**The data:**
::::::::

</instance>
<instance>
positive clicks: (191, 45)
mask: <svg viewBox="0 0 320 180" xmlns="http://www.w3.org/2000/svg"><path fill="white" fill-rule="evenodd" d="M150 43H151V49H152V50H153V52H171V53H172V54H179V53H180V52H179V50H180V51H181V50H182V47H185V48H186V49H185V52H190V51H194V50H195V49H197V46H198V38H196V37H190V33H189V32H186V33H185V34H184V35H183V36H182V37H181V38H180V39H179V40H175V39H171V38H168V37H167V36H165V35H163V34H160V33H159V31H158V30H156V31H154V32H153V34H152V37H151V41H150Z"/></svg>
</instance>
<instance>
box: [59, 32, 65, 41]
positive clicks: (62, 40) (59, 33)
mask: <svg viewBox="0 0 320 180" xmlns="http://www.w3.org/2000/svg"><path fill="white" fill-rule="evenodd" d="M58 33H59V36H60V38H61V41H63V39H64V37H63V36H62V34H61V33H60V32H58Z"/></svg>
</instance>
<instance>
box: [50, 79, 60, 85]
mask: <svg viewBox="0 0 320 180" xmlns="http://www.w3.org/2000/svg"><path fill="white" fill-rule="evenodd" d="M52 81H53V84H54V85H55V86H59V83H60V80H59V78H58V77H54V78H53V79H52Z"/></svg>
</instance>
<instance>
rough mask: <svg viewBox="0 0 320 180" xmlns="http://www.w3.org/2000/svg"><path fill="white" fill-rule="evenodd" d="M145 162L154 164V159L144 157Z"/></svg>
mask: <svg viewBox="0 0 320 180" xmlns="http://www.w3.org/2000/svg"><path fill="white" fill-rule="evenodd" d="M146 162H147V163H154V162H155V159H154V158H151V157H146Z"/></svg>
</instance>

::::::::

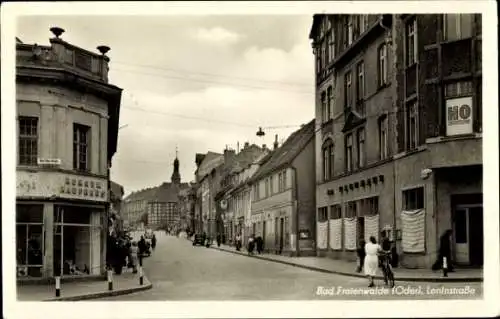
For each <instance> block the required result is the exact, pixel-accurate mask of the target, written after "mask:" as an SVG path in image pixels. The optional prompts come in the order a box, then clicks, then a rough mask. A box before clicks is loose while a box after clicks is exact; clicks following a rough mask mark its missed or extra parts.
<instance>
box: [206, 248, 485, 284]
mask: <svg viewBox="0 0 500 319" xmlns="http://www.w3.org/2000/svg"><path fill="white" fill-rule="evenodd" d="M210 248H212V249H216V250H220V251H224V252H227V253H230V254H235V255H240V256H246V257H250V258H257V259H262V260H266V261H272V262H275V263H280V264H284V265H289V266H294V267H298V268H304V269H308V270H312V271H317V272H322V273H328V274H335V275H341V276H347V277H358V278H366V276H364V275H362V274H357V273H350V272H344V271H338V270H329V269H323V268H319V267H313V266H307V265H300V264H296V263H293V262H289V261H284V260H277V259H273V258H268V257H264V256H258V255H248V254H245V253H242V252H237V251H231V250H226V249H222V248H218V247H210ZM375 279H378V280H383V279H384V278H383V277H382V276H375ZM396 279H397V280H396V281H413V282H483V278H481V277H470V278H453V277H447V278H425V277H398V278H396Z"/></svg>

::::::::

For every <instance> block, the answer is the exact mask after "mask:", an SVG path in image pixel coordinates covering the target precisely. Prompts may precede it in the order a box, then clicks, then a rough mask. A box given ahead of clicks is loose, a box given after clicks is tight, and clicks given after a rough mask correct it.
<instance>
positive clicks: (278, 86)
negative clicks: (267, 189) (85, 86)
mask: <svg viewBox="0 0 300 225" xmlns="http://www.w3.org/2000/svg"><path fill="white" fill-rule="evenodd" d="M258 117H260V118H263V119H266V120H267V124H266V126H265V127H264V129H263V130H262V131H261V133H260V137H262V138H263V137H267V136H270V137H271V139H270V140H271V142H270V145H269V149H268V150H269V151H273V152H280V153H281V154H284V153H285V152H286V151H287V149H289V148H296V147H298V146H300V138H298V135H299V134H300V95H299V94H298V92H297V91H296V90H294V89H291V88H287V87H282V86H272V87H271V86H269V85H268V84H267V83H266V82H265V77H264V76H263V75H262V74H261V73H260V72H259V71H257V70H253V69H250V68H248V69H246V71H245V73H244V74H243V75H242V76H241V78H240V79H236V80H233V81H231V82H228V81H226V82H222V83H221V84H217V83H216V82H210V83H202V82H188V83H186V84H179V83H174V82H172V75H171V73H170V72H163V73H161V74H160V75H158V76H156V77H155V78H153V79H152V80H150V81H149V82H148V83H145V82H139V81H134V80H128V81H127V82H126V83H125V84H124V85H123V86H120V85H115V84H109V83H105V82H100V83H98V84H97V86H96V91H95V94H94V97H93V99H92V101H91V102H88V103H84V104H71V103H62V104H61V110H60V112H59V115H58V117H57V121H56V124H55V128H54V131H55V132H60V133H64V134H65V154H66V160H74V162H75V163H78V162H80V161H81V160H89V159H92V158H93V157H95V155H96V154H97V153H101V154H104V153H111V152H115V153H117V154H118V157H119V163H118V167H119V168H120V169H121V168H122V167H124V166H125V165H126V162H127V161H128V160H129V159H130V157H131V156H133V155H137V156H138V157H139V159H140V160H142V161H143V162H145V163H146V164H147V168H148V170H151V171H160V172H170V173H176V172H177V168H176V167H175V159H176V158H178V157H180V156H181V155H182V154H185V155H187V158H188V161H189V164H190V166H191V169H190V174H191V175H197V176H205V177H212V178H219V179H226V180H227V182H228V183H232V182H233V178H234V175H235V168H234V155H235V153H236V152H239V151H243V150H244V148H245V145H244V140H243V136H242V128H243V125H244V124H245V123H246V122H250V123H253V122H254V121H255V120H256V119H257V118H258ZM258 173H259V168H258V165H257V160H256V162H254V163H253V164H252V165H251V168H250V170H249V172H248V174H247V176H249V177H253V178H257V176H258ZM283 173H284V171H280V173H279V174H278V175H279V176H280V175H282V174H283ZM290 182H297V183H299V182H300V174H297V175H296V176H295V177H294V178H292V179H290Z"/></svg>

::::::::

**Work item:** Find every line in the records that uses the string "after", then copy it.

**Output of the task:**
For each <instance> block the required result is the exact, pixel-accurate mask of the target, written after "mask:" as an SVG path in image pixels. The optional prompts come in the order a box, then clicks, then a rough mask. A box before clicks is loose while a box after clicks is exact; clicks following a rough mask mark its missed or extra parts.
For every <instance> block, the answer is the exact mask after "mask:", an SVG path in image pixel coordinates covering the target precisely. Prompts may precede it in the order a box, then clicks, then a rough mask. A box given ahead of clicks is loose, a box given after clicks is tight, and clicks given after a rough mask correct it.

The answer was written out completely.